Point annotation rows
________________________________________

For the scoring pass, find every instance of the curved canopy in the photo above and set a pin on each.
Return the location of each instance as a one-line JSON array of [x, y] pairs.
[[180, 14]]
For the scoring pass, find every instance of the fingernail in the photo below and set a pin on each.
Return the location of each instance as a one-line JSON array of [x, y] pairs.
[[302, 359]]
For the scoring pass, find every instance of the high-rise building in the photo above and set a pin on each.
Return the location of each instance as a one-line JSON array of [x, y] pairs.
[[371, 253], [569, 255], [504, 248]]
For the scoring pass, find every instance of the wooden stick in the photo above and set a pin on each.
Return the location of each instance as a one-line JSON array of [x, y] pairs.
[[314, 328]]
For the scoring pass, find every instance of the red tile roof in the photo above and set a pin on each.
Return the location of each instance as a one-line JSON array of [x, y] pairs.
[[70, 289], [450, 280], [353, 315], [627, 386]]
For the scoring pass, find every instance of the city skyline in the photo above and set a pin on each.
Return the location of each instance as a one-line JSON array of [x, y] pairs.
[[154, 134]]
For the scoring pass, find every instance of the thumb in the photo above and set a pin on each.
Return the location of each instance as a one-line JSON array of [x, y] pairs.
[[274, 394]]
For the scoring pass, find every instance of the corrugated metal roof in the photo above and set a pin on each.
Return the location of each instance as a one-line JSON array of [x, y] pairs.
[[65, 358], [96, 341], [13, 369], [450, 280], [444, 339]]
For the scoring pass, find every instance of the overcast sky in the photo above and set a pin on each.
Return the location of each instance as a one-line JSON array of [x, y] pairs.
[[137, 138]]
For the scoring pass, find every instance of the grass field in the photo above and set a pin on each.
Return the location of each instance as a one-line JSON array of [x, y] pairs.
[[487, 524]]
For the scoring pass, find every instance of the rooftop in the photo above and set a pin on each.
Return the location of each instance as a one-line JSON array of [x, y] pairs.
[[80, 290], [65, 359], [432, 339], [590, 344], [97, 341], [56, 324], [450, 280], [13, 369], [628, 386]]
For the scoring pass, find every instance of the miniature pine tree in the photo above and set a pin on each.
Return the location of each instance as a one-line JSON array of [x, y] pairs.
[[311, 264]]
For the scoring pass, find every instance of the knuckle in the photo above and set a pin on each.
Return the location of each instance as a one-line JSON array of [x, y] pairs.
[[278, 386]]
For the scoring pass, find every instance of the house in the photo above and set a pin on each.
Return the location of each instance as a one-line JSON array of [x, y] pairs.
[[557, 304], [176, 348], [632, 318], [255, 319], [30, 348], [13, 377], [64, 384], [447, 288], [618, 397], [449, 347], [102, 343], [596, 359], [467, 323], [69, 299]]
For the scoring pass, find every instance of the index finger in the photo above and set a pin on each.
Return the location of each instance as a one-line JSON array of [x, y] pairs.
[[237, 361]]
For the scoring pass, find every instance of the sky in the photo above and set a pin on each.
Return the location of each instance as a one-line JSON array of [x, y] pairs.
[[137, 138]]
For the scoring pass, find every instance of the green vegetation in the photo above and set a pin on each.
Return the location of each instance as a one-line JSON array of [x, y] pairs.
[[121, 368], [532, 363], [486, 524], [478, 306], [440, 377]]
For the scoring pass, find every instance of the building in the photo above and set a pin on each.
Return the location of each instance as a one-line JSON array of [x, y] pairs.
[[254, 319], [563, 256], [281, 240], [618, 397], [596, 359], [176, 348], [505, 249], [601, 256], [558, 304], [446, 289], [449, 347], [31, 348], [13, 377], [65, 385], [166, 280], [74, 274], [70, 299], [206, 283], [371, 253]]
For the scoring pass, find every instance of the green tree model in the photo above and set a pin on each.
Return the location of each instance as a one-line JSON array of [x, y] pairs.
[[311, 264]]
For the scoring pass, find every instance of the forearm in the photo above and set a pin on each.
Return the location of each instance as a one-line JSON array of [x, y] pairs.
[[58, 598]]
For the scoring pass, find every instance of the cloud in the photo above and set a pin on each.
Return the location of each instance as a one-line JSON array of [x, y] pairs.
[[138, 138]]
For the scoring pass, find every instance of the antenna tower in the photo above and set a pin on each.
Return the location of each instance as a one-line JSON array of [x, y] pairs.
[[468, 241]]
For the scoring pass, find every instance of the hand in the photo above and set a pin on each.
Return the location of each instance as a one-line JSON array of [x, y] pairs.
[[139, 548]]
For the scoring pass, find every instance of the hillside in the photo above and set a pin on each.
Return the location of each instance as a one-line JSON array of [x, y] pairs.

________________________________________

**Exercise requirements:** Copy every row above word for word, with no changes.

**Written solution:**
For the scoring pass, find every instance of the curved canopy in the photo above and set a pin on each.
Return the location of each instance as a one-line JSON array of [x, y] pairs.
[[180, 14]]
For the scoring pass, find every instance of the fingernail in the photo below and set a pin on each.
Return the location of each instance as a one-line JSON array of [x, y] pairs.
[[302, 359]]
For the scoring pass, find every instance of the high-rise building in the photo above and set a pin on each.
Return the location of each instance as a one-line JSON array of [x, y] pairs.
[[371, 253], [569, 255], [504, 248]]
For the scoring pass, find every instance of the wooden stick in the photo above and set a pin on each.
Return the location of each instance as a one-line JSON array of [x, y] pairs.
[[314, 328]]
For the scoring pass, find every instance of the red tile roof in the photo above and set a pin on each.
Return the location of each instance as a one-line JSON array of [x, y] pairs.
[[70, 289], [450, 280], [353, 315], [627, 386]]
For the scoring pass, find every instance of the city skyline in the photo above and set a pin on each.
Return the location of each instance as a one-line JSON array of [x, y] pairs.
[[154, 134]]
For the scoring pass, find every instance of the thumb in the photo above and set a pin on each.
Return the location of each instance as a one-line JSON array of [x, y] pairs.
[[274, 394]]
For the scoring pass, find every instance of the corrugated metal roof in the photo above and set a pin on each.
Return the location of each instance as a one-line JSON array of [x, y] pairs.
[[65, 358], [96, 341], [13, 369], [450, 280], [444, 339]]
For the scoring pass, find every instance of the overcast sky in the photo above and set a pin on each.
Return the location of each instance as a one-line JSON array of [x, y] pairs.
[[137, 138]]
For the scoring pass, find every instance of the grass field in the photo above and set a pin on each.
Return the location of each instance as a one-line JSON array of [x, y] pairs.
[[487, 524]]
For the scoring pass, find every instance of the rooftop in the photo above and set a pin on each.
Return the location of each instance as a one-line JSON array of [x, y] pairs.
[[80, 290], [65, 359], [432, 339], [590, 344], [97, 341], [56, 324], [450, 280], [13, 369], [628, 386]]
For the scoring pass, find every instance of the miniature pine tree in the photo above and set a pin on each.
Return the location of each instance as a one-line JSON array of [x, y] pairs.
[[311, 264]]
For the scoring pass, find every instance of the knuckle in the photo above and set a pin on each.
Return the location of each instance as a one-line JSON array of [x, y] pairs.
[[278, 386]]
For the scoring pass, find every instance of the house in the photo above and set a pin on each.
Return the location of each instance as a one-line JSON array of [x, y] pairs.
[[557, 304], [176, 348], [632, 318], [255, 319], [30, 348], [13, 377], [64, 384], [447, 288], [618, 397], [449, 347], [102, 343], [596, 359], [467, 323], [69, 299]]
For the scoring pass, find every instance of the index finger in the photo above and set a pin on each.
Return the location of each instance as a one-line JSON array of [x, y] pairs.
[[237, 361]]
For the scoring pass, find every instance of the sky in the photo above and set a pin on each.
Return the location of each instance as a one-line JSON array of [x, y] pairs.
[[137, 138]]
For the scoring pass, find every instance of the green vegetation in the photo above and set a pin on each.
Return the location of each instance as a one-line JSON array of [x, y] pairs.
[[121, 368], [532, 363], [486, 524], [478, 306], [440, 377]]
For the scoring pass, find every instance of the building in the photo above and set a pin on each.
Return the location of each instance as a one-line JSON array of [x, y] pairs.
[[254, 319], [563, 256], [281, 240], [618, 397], [596, 359], [176, 348], [505, 249], [601, 256], [558, 304], [446, 289], [449, 347], [31, 348], [13, 377], [65, 385], [166, 280], [74, 274], [70, 299], [206, 283], [371, 253]]
For the scoring pass, find every instance of the green tree model in the photo above and set a pin on each.
Return the location of each instance as a one-line JSON array of [x, y] pairs.
[[311, 264]]
For the scoring pass, find every instance of the forearm in the photo above and set a pin on each.
Return the location of each instance as a one-line JSON array of [x, y] pairs.
[[58, 598]]
For the scoring pass, find every instance of the cloud in the photo above and set a pin on each.
Return the location of each instance as a one-line JSON array of [x, y] pairs.
[[138, 138]]
For the scoring pass, find every instance of the antenna tower in the photo above and set a pin on each.
Return the location of each instance as a one-line JSON array of [x, y] pairs.
[[468, 241]]
For the scoring pass, find every instance of the hand in the photo above and set a pin on each.
Return the location of each instance as a one-line JSON array of [x, y] pairs.
[[139, 548]]
For the scoring pass, find every instance of the hillside in the photo above and set a pin on each.
Return the location of each instance as a one-line JSON array of [x, y] pairs.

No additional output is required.